Segment Start: DATA TO USE
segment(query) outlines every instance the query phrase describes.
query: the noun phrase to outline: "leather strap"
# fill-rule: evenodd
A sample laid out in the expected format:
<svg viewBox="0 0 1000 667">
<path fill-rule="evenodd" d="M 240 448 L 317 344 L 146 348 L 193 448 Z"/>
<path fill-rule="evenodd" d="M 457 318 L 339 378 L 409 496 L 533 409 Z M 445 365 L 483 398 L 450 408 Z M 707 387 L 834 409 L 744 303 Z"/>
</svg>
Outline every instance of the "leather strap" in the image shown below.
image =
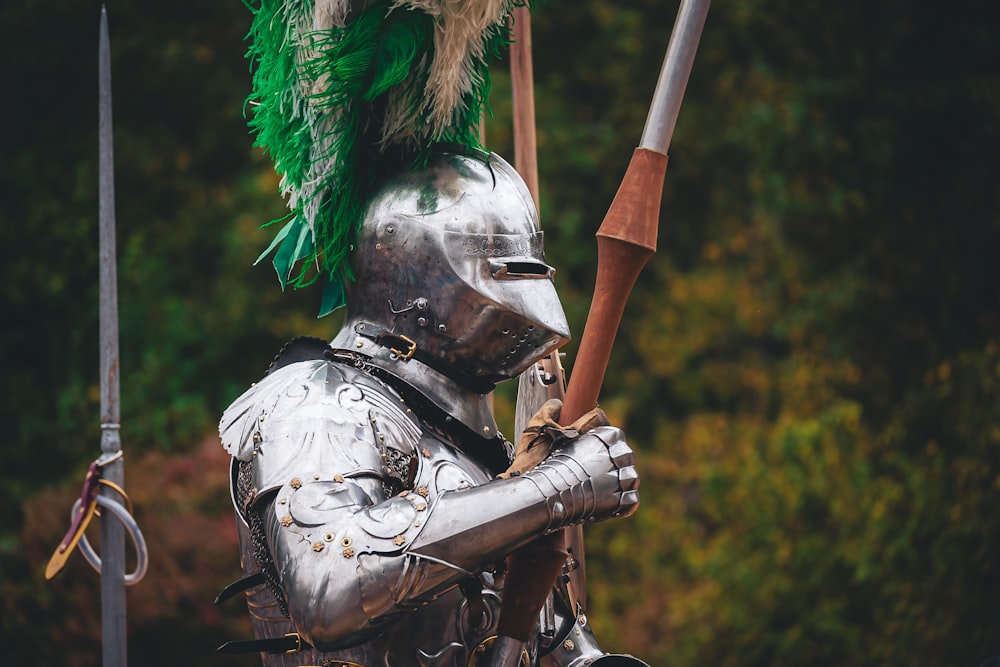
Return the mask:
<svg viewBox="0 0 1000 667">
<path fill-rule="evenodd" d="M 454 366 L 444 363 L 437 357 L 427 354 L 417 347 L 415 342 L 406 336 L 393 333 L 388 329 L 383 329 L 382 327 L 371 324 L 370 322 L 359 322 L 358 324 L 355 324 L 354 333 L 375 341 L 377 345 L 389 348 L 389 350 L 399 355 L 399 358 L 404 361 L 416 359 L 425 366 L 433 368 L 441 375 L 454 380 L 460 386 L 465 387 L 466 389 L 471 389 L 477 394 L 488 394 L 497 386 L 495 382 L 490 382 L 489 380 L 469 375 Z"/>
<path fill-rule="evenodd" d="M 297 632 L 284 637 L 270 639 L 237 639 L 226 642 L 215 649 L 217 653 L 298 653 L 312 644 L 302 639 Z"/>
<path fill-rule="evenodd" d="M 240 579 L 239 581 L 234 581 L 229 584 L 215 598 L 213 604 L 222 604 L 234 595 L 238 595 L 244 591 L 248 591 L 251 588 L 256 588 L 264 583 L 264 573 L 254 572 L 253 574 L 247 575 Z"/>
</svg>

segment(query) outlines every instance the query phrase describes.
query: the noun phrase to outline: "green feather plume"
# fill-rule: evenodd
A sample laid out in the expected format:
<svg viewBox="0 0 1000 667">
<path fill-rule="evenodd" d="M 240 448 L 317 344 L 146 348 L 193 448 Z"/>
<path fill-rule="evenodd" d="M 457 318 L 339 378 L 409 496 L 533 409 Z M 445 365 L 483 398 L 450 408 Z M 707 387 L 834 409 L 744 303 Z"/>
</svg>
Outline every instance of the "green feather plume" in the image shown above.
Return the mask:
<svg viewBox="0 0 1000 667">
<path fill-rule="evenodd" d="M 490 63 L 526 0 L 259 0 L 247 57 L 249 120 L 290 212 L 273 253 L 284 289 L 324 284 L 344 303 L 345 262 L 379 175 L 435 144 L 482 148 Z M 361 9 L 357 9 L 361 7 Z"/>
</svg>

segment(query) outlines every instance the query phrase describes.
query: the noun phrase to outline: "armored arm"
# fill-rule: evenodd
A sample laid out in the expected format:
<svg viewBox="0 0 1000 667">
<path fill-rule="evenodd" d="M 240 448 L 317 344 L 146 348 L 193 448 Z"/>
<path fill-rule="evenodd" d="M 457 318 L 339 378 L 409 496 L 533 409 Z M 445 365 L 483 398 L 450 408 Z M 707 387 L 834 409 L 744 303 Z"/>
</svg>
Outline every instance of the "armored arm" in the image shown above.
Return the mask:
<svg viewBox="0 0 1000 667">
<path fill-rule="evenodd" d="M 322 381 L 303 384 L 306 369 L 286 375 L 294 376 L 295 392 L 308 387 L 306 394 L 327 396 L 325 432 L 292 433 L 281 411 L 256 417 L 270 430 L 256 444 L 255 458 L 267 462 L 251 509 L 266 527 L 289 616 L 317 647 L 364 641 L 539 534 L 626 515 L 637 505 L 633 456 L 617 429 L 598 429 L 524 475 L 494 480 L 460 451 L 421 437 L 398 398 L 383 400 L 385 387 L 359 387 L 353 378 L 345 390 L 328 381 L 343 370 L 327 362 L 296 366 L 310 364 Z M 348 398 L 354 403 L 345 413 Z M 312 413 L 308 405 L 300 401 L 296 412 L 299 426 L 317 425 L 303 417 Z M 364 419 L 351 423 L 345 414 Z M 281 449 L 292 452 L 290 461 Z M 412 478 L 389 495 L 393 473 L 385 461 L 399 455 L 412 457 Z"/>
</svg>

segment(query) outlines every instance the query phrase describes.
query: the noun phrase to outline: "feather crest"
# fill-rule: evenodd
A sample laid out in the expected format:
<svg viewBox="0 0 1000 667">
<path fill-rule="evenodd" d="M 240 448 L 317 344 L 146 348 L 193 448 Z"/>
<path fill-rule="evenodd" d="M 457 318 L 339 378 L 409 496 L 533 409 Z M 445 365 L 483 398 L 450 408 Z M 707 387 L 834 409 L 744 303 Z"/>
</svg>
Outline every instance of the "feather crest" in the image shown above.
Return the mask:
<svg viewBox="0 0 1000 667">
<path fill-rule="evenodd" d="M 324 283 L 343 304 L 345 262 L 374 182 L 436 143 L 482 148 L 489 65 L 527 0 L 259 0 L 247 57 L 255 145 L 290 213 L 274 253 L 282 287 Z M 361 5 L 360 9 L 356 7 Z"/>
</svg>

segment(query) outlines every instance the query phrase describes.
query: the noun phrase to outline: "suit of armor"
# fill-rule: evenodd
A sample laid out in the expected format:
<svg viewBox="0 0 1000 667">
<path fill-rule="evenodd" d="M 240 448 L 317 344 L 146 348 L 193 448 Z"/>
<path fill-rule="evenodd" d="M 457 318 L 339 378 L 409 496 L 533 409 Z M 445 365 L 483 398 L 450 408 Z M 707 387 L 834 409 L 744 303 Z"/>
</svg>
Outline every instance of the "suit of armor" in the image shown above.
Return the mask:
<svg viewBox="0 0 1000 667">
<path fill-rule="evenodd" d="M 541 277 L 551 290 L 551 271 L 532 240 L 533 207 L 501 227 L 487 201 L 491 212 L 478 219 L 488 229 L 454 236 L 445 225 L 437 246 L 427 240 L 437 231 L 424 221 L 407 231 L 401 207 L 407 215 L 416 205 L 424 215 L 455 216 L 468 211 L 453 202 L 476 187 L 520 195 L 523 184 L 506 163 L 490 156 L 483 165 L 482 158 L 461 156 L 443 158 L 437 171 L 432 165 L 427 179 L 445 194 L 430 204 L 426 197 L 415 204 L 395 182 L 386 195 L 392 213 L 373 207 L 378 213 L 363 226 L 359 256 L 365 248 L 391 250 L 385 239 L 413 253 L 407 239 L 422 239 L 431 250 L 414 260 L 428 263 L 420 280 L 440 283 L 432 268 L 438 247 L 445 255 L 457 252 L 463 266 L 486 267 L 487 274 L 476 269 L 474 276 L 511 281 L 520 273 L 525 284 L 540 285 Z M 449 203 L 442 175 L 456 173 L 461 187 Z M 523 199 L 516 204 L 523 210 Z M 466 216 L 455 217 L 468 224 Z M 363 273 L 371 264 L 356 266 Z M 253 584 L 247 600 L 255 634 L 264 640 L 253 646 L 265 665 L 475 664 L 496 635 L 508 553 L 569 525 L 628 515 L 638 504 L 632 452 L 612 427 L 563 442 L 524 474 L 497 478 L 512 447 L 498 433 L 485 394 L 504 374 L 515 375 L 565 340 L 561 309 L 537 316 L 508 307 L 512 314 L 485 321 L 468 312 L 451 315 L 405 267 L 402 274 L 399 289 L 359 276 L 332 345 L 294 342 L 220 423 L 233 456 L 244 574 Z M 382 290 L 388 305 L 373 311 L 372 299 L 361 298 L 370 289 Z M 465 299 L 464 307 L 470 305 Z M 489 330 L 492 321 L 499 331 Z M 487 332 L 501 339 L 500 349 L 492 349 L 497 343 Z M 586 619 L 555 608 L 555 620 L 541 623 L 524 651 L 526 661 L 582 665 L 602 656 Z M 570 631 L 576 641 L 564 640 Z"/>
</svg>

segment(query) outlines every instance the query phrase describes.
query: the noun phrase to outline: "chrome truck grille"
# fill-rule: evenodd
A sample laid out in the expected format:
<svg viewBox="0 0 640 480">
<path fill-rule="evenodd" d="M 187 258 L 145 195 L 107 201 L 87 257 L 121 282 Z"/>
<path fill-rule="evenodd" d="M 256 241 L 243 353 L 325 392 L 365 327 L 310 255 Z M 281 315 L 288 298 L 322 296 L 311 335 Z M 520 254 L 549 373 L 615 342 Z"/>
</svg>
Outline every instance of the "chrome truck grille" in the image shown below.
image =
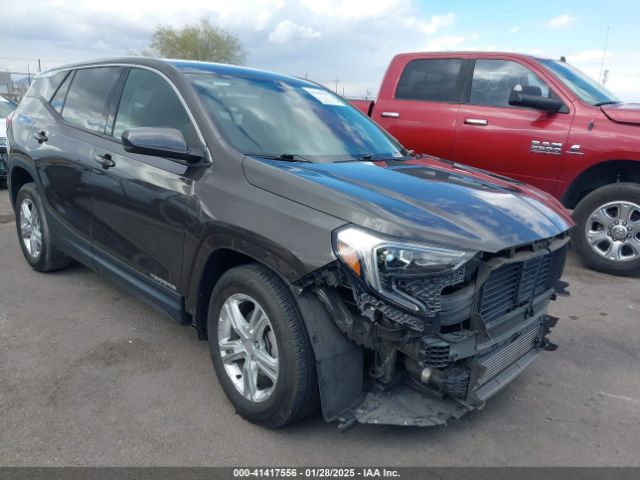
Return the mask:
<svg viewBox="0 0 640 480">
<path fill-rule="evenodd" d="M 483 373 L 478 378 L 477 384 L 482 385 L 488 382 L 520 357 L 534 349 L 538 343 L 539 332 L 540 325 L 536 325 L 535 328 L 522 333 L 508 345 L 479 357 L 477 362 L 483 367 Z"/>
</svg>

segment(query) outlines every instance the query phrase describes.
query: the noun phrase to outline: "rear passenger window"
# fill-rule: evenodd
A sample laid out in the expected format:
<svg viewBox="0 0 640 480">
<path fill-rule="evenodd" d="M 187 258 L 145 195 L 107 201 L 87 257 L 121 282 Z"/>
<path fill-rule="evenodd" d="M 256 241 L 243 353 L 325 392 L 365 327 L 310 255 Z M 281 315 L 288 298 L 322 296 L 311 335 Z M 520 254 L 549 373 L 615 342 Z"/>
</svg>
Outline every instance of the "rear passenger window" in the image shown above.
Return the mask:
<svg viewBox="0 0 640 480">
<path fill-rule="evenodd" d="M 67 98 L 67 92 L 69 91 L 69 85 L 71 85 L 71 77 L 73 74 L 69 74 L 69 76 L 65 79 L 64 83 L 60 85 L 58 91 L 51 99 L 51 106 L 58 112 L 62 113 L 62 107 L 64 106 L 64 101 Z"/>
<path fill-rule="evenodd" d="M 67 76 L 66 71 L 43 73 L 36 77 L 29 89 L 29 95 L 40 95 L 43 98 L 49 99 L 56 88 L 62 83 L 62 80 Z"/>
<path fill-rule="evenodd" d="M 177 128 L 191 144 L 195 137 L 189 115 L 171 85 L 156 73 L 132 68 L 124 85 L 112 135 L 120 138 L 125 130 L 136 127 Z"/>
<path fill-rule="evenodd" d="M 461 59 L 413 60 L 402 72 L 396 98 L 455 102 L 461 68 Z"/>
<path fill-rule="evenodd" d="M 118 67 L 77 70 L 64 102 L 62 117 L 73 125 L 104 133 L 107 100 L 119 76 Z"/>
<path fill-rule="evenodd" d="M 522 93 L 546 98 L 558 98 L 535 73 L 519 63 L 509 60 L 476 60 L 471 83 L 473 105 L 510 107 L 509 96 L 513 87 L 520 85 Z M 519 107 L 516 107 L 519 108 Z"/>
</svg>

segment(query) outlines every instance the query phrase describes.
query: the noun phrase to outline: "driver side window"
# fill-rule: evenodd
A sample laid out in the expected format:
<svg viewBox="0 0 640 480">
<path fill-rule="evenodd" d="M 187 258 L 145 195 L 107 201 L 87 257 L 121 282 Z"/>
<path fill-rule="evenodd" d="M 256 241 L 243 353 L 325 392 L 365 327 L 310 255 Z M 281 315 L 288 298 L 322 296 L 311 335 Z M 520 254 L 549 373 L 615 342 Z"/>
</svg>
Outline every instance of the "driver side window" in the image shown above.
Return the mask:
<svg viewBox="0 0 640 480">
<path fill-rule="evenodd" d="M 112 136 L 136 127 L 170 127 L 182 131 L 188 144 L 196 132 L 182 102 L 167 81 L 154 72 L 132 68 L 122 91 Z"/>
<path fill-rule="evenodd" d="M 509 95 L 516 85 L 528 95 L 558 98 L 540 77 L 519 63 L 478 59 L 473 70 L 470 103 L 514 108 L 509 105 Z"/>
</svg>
Segment End: DATA TO USE
Which lines of the data above contain "suit"? Copy each one.

__EXERCISE RESPONSE__
query: the noun phrase to outline: "suit of armor"
Outline every instance of the "suit of armor" in the image shown above.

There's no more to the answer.